§ Exercise
Rewrite every line of the material below, requests included, from the line with "Q: Place a marker on the man's face" through the end of the material, and give only those lines. Multiply each x and y pixel coordinate in the answers by 1.95 and round to whole numbers, with halves going up.

§ Exercise materials

=-=-=

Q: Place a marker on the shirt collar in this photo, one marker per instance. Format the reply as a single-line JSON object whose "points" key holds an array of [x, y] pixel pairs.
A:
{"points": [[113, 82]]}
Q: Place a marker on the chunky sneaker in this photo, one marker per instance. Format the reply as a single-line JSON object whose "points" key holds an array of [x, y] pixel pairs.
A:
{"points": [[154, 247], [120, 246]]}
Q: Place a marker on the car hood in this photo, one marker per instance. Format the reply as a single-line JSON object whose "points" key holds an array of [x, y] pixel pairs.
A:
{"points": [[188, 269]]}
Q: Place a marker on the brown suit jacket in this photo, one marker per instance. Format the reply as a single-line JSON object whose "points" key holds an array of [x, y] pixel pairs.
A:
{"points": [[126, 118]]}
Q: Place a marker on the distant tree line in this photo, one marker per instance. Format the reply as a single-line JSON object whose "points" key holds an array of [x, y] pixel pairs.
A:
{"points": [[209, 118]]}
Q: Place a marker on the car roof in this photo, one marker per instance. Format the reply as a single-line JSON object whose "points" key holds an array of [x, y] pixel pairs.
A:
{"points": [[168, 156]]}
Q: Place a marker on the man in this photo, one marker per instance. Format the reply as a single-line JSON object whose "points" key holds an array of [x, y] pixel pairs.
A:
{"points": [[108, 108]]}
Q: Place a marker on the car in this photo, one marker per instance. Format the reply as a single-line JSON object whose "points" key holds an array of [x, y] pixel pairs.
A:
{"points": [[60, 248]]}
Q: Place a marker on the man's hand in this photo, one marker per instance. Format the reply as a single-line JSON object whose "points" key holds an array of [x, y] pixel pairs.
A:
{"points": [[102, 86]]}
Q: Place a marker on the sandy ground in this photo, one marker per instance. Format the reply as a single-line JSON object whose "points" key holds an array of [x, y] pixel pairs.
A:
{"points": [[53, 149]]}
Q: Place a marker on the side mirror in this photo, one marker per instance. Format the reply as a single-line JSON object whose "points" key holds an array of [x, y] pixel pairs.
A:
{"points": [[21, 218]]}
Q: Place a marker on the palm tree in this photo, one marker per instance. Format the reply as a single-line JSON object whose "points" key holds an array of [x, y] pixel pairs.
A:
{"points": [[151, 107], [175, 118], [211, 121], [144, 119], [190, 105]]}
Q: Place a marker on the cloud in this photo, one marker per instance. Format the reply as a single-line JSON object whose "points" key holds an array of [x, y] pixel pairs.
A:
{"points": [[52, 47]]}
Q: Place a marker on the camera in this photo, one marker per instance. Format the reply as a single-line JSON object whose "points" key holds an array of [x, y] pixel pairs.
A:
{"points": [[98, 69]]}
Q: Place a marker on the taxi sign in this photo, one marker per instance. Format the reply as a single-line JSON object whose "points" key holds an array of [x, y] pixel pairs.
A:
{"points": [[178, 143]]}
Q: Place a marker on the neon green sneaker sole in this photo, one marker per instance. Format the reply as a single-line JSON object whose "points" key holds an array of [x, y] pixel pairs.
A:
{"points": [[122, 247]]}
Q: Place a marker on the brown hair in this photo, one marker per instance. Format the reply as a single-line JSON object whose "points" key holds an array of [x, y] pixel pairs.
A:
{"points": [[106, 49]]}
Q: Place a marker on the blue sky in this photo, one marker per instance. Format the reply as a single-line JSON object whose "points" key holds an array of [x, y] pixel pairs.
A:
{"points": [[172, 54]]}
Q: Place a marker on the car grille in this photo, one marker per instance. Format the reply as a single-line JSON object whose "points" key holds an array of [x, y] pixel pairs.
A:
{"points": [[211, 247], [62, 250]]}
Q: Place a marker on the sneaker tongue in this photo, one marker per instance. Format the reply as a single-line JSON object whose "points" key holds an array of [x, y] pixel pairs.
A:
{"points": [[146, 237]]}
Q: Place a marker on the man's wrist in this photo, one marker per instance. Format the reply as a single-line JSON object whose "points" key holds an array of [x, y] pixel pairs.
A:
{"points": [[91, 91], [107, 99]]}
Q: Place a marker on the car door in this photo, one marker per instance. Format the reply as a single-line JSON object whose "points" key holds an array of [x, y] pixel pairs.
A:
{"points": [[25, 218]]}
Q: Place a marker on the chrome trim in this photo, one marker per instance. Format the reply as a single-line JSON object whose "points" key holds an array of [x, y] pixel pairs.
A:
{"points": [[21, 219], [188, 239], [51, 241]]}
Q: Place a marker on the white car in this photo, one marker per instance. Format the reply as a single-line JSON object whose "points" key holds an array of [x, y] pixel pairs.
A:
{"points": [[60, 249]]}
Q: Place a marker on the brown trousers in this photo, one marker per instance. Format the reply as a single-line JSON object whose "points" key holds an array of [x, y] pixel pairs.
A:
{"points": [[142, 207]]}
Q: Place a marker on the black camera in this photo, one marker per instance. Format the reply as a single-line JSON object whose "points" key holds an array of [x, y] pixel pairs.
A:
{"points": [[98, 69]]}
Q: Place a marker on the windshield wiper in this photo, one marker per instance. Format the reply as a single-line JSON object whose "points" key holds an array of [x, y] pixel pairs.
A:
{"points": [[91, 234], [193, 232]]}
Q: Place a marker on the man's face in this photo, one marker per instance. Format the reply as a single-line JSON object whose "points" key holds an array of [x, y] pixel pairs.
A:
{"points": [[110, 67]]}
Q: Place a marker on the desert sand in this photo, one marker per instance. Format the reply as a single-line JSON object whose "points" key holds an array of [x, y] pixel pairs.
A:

=-=-=

§ Correct response
Q: Place a marker on the man's face in this photo, one marker per instance. Format the reply as a single-line JSON object whose "points" key holds an array of [x, y] pixel pairs.
A:
{"points": [[215, 131]]}
Q: Place a marker on the desert sand in this photo, one marker per instance. Format the reply as a single-line JSON object whose "points" key holds an array of [x, y] pixel pairs.
A:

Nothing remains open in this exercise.